EXERCISE GOAL: Gather every line of the records below that contains the string "hillside". Case matters.

begin ITEMS

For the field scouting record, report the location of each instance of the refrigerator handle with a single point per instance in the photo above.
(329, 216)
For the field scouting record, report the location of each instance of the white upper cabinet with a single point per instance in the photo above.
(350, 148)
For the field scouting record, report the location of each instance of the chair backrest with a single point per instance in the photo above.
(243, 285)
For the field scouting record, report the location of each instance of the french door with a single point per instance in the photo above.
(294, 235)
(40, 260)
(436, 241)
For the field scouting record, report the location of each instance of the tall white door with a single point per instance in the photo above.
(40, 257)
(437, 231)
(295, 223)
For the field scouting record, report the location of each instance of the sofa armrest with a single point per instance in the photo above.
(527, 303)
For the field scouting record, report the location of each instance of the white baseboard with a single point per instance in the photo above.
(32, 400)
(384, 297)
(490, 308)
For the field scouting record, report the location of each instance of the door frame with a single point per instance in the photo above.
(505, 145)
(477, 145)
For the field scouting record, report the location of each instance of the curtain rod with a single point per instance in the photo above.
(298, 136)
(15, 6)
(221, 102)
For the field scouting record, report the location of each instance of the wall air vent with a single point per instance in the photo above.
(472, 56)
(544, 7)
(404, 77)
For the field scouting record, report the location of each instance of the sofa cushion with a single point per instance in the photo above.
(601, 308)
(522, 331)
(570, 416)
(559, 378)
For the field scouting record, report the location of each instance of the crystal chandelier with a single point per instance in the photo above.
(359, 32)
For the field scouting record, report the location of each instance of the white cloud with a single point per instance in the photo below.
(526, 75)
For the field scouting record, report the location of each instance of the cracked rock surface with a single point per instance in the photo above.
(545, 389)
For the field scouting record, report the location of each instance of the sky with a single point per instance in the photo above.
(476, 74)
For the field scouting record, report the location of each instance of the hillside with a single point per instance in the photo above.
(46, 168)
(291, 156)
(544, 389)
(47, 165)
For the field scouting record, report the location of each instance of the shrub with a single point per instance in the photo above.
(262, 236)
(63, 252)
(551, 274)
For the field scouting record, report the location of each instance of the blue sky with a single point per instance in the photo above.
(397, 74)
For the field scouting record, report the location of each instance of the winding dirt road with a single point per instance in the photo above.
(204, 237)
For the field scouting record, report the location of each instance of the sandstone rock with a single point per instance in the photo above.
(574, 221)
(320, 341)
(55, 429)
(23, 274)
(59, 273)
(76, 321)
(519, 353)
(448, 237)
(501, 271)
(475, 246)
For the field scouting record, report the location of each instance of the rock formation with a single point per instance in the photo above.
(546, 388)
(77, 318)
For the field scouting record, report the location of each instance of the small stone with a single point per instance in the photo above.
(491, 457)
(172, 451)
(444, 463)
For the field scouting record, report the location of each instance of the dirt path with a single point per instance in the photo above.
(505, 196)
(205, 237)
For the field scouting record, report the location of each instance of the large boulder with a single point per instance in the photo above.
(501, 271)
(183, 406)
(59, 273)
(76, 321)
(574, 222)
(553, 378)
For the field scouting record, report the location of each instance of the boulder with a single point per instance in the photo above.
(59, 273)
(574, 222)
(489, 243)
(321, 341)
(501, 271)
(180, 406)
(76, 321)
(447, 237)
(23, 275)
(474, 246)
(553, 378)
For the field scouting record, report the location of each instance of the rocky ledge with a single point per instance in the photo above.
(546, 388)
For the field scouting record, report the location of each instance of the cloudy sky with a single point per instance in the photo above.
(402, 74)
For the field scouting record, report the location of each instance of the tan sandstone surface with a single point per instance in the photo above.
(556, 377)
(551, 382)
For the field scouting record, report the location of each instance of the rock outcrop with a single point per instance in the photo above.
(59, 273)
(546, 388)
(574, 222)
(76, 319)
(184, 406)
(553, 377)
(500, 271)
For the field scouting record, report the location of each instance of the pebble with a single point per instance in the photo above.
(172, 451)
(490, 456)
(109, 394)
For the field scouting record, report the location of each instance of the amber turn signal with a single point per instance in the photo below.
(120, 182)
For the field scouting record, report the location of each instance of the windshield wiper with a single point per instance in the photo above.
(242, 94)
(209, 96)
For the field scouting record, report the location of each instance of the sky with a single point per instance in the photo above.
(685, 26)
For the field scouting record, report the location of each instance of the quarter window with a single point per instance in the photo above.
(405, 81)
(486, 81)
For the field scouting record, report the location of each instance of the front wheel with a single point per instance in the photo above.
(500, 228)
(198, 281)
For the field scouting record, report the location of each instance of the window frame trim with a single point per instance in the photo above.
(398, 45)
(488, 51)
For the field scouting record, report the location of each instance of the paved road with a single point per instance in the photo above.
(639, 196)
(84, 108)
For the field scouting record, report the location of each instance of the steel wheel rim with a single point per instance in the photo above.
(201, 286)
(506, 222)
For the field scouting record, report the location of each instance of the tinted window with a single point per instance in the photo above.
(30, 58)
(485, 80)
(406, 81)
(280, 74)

end ITEMS
begin ITEMS

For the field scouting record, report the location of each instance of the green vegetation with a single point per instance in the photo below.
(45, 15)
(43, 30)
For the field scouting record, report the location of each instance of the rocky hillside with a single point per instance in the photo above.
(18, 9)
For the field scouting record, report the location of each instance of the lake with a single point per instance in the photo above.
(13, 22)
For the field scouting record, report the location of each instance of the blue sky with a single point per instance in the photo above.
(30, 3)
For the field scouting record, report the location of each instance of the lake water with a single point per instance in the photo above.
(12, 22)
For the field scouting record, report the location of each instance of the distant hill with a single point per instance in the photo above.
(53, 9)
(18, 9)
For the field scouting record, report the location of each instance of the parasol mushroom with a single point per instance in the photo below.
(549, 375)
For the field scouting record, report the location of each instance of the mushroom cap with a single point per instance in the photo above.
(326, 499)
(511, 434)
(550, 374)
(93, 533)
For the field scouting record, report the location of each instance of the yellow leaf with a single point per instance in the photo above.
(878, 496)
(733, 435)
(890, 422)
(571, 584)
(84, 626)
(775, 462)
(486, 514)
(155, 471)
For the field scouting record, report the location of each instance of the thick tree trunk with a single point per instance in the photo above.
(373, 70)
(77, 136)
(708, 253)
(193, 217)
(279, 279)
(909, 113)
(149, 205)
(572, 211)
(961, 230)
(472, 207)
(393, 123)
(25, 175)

end ITEMS

TASK RESULT:
For the field scouting record, report the location of each instance of the hillside with a single point per instance in the photo above.
For the field scouting record, report the location of each instance of the rocky hillside with a single point per instance in the photo above.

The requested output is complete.